- **DO ZROBIENIA**
Policz, w ilu wierszach poniższych danych występuje ciąg „face”, przy czym wielkość liter ma znaczenie. Podaj wyłącznie tę liczbę.

- **SUROWE DANE**
'''
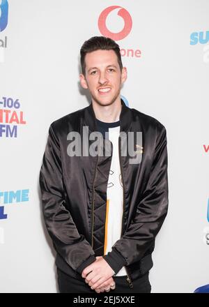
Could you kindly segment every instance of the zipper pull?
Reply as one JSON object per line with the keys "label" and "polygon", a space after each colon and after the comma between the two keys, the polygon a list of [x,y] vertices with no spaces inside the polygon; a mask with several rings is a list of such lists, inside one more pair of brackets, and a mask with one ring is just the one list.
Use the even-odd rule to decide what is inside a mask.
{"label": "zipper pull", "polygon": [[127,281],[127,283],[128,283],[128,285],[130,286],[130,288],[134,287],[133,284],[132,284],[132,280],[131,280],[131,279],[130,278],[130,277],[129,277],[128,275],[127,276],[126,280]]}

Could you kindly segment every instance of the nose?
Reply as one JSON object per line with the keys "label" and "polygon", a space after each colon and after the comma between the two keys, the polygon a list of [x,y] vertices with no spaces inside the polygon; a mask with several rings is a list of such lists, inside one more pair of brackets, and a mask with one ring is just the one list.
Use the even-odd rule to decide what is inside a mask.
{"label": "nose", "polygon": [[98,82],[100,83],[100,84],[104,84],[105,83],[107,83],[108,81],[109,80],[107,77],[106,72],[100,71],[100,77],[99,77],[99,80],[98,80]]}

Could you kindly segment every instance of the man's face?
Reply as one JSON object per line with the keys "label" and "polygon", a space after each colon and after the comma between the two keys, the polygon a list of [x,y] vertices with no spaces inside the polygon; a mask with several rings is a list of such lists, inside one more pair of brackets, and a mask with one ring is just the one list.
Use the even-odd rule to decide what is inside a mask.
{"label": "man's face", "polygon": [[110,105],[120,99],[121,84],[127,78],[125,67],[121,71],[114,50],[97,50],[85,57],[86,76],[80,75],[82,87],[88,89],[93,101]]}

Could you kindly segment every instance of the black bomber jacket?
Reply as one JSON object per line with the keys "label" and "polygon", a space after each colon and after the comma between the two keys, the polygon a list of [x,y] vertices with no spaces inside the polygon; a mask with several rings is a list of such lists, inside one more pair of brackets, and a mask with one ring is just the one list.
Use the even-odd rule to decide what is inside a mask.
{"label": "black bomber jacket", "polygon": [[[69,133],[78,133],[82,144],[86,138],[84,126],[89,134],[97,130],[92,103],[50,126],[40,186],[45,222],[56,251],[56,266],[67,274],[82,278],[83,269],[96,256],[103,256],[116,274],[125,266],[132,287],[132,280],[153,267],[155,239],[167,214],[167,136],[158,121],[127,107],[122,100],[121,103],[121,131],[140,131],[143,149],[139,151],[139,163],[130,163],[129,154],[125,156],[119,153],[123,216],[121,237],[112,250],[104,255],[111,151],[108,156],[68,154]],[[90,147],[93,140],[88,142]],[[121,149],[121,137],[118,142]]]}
'''
'''
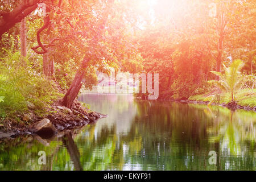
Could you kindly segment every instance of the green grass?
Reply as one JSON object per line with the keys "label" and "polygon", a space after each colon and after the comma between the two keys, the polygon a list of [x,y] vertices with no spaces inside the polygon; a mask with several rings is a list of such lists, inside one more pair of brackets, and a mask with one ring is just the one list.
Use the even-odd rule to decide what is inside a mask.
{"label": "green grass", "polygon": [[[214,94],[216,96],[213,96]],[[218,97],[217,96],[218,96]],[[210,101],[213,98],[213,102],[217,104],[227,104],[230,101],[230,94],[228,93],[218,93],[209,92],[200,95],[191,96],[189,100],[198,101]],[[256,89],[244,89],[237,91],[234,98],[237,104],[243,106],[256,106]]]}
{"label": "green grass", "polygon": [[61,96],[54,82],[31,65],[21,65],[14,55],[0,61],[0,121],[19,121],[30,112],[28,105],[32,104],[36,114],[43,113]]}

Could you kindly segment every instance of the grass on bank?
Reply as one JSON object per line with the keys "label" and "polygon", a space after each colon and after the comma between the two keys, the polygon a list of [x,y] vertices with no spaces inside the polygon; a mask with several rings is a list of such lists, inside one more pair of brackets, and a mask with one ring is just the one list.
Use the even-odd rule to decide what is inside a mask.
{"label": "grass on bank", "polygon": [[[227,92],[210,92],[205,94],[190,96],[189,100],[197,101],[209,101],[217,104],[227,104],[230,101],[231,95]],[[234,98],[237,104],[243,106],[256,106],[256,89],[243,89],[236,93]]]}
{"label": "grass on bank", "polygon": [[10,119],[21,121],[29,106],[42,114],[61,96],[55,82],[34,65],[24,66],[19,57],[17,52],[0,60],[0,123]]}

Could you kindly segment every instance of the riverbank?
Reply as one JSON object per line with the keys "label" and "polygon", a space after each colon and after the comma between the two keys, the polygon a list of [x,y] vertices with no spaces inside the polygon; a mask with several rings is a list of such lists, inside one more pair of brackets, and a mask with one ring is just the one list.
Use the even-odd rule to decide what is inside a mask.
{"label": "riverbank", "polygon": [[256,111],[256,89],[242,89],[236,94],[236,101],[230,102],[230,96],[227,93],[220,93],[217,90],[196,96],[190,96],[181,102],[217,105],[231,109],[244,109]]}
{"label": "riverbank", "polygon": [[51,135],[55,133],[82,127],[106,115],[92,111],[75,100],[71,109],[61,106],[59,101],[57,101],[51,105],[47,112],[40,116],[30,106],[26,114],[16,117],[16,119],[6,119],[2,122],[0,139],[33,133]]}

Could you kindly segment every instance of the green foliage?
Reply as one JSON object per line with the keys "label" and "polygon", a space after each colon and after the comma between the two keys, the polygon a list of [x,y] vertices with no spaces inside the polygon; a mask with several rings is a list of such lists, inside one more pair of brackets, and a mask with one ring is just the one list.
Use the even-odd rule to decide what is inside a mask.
'''
- **ROZWIĄZANE ZADANIE**
2